Frontrunning Synthetix: a history

As we embark on two new approaches to limit frontrunning I thought it would be valuable to document the history of frontrunning Synthetix. Frontrunning is a thread that has managed to weave its way through our entire journey. Hopefully, understanding how this long standing challenge has been approached by the Synthetix community will provide insights for anyone building in low information environments like DeFi.

First a quick recap of what frontrunning is with respect to Synthetix. Synthetix relies on Chainlink Oracles to update prices to determine the exchange rates for each Synth. Due to constraints on Ethereum it has been possible to trade before an oracle update to produce risk free profit. Frontrunning protection attempts to reduce the likelihood of these kinds of trades.

The first of the two recently proposed solutions to frontrunning came from Andre Cronje, you may have heard of him. This SIP creates an additional exchange function designed for high value cross-asset swaps by adding TWAP Oracles to the Chainlink Oracles in order to detect high volatility. The standard exchange function using Chainlink oracles is retained for the majority of trades. The SIP aims to bypasses fee reclamation, the current mechanism to prevent frontrunning Synthetix. The second pathway to solving frontrunning is the implementation of exchanges on OΞ (an L2 scaling solution) allowing Chainlink to significantly  lower oracle latency due to the higher throughput on OΞ. Both of these strategies are close to being implemented, but it remains to be seen whether either of them will be successful.

You must, to an extent, suspend disbelief when you embark upon a new project. If you looked at the problem with a lucid perspective you would likely never start anything at all. Almost anything worth doing is going to be more challenging than you could have imagined at the outset. The impetus to start at all necessitates a level of naivete. That said once you have started and begin to run into the hard problems, you must be prepared to deeply interrogate them to identify the best path forward. Because new things are highly path dependent, an early decision can send you down a path that takes years to wend its way back to the optimal route. This is what happened with frontrunning and Synthetix. A single bad decision has reverberated down through the years even today. Needless to say had we realised the extent to which frontrunning would plague us we may have discarded the original mechanism entirely. Sadly this Su Zhu article was about three years too late!

To begin, let’s go back to late 2018, a time when many people felt like the crypto world was coming to an end, in spite of this the remaining members of the Synthetix community were preparing a last stand. This comprised a number of different strategies, but for the sake of this post, let’s focus on the pivot from a USD denominated stablecoin payment network to a derivatives trading platform. While this change was hinted at in the original whitepaper published in 2017, the actual mechanism was not described. This was primarily due to the fact that we had no fucking clue how to implement it back then. The latter part of 2018 I was fixated on solving a number of implementation challenges with respect to how to measure on-chain a fluctuating pool of synthetic assets we proposed to build. It was actually the solution to how to assign a portion of the global debt to a specific user, and calculate this on-chain, that led us off the optimal path into a swamp from which we have still not emerged.

Apply what you read:
- a) Answer these from the frontrunning history.
(i) What does Synthetix use to update the prices behind each Synth's exchange rate?
(ii) What is the current mechanism for preventing frontrunning Synthetix called?
(iii) In what year was the original whitepaper published?
- b) Pick up the frontrunning history right after its final sentence and keep going in the same first-person voice.

Study material:
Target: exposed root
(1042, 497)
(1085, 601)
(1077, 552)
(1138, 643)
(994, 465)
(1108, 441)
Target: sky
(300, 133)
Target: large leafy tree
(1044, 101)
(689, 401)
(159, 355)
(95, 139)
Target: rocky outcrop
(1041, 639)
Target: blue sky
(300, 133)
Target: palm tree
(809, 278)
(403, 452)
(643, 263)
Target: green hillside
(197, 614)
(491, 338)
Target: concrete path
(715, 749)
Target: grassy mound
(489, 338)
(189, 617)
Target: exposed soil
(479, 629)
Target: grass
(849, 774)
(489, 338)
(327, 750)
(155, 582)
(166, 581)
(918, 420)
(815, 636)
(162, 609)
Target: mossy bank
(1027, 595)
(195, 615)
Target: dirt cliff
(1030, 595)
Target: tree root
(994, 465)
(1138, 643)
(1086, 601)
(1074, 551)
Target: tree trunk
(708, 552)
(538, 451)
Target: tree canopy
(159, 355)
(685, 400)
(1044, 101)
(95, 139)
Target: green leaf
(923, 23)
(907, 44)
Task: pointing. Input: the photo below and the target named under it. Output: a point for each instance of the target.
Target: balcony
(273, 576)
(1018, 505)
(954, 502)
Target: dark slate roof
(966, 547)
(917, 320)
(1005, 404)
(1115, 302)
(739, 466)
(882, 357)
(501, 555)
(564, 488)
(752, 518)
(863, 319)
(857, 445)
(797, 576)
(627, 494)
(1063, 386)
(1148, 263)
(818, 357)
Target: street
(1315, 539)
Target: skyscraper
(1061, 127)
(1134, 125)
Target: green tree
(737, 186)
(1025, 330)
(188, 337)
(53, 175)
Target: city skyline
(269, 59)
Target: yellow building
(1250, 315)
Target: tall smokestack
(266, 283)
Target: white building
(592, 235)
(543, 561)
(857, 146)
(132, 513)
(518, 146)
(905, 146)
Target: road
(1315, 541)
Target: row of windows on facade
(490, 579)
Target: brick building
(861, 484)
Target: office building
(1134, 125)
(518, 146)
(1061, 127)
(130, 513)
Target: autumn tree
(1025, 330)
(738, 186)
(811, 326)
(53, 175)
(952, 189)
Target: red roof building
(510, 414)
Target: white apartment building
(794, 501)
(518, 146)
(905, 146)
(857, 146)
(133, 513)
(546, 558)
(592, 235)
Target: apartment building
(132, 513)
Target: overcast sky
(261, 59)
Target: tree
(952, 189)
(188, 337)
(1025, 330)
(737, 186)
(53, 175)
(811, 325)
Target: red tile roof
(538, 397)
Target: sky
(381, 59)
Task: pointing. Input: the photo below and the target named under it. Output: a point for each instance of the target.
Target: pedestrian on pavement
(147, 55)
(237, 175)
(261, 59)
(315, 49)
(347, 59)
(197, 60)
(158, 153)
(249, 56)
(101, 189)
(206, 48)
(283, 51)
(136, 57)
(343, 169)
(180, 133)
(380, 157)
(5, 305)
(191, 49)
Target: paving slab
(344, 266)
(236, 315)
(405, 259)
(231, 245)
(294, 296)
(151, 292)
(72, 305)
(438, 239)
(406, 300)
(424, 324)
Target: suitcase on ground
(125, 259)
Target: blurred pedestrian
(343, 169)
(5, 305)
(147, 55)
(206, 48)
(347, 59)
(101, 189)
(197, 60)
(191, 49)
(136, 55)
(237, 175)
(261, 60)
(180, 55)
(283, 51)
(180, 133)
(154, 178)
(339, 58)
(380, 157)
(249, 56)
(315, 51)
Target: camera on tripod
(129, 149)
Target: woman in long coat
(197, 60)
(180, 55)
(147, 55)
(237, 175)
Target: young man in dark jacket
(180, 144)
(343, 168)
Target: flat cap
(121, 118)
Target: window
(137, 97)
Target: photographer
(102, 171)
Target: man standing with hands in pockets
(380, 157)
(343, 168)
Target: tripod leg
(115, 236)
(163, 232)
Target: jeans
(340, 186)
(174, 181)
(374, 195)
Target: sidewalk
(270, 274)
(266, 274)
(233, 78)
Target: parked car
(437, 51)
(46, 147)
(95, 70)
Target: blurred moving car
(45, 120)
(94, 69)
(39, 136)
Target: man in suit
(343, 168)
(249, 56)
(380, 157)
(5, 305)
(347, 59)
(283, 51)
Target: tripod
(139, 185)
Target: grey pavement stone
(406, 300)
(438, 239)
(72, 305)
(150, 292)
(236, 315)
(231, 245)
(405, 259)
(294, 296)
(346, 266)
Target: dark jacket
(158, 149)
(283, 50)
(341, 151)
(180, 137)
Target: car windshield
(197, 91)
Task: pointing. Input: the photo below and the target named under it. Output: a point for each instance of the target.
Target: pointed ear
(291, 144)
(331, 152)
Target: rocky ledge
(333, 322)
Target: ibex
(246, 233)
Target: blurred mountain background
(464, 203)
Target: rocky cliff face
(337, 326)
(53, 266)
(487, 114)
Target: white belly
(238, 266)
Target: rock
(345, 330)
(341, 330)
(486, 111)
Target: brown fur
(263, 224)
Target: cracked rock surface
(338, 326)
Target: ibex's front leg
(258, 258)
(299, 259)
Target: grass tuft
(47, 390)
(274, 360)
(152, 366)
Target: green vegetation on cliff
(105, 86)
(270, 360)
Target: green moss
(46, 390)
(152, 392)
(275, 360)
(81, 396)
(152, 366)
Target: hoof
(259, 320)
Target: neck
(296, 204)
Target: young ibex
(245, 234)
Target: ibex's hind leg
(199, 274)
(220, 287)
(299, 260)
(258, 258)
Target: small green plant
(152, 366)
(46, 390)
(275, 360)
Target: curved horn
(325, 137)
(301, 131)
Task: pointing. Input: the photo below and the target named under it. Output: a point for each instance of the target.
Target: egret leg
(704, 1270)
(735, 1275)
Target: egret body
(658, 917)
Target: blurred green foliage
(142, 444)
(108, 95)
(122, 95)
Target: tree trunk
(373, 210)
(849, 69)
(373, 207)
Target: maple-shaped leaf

Answers to this exercise:
- a)
(i) Chainlink Oracles
(ii) Fee reclamation
(iii) 2017

- b)
We devised a way to calculate the portion of the debt owed by each staker by rolling up each mint and burn event so that we could replay them on-chain. There was some pretty simple math involved, but a key input to this calculation was the global debt value. In order for this calculation to function we needed to be able to read the amount and price of each Synth on-chain and then take the product of each and sum them to get the global debt value. This meant at ANY time we needed the canonical price of each asset to be readable from a contract. Oracles.

So one day in late 2018 I find myself sitting in the new barangaroo towers in Sydney, Kevin Brown is proposing a scheme involving off-chain signatures from an oracle service that would provide real-time prices as needed for anyone trading Synths. The issue, there are actually a number of them, but the most pressing one was that it would mean that unless a price was requested regularly that the view of the global debt pool could and likely would become stale. This was a deal breaker, so we decided to go down the path of push oracles. This decision would come back to haunt us many many times. This is the story of that haunting.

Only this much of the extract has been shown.